## The problem
Print, exactly as given, each line of the data from the line containing "the photographer's hand." up to and including its last line.

[Object location annotation data]
===

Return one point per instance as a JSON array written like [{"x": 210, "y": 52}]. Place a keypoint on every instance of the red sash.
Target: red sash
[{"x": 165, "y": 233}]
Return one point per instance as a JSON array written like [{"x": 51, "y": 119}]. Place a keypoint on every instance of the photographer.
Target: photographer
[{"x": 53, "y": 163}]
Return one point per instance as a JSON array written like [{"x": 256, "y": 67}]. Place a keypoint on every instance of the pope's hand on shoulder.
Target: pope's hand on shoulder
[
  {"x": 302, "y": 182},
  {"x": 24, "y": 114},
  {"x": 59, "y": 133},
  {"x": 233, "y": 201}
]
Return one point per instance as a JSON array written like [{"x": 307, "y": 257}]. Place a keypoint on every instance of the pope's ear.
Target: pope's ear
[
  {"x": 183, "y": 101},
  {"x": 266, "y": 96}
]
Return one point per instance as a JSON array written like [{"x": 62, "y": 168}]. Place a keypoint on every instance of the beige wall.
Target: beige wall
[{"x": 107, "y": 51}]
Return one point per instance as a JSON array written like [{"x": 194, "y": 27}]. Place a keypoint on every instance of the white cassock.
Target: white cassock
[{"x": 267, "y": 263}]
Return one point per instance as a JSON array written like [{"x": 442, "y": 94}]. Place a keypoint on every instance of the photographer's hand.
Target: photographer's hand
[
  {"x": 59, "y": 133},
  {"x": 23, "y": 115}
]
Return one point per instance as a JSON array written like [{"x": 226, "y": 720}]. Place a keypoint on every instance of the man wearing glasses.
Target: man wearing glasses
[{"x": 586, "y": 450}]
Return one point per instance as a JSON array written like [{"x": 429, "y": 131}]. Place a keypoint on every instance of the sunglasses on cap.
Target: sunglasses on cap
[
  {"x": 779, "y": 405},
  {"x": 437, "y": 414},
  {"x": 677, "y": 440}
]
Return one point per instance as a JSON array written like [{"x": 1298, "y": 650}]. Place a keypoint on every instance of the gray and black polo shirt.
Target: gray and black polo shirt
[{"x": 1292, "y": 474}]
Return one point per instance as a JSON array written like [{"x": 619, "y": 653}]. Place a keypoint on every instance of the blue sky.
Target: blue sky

===

## Answer below
Return one point per instance as a JSON array written like [{"x": 442, "y": 94}]. Place a keypoint on every instance of the photographer's hand.
Target: photographer's hand
[
  {"x": 59, "y": 133},
  {"x": 23, "y": 115}
]
Return one point per instance as a JSON array written like [{"x": 226, "y": 720}]. Place a keypoint on every instance of the man wearing glasses.
Target: man wearing glasses
[{"x": 586, "y": 450}]
Return one point per instance as a JSON array written like [{"x": 429, "y": 131}]. Place a keypoint on every instance of the sunglasses on cap.
Target: sunglasses on cap
[
  {"x": 779, "y": 405},
  {"x": 437, "y": 414},
  {"x": 677, "y": 440}
]
Return one point per instance as a JSON array written like [{"x": 1298, "y": 650}]. Place a keypoint on every instance of the gray and black polo shirt.
Target: gray and black polo shirt
[{"x": 1292, "y": 474}]
Return one point per instance as a JSON array written like [{"x": 619, "y": 653}]. Place a keypoint on every instance of the blue sky.
Target: blue sky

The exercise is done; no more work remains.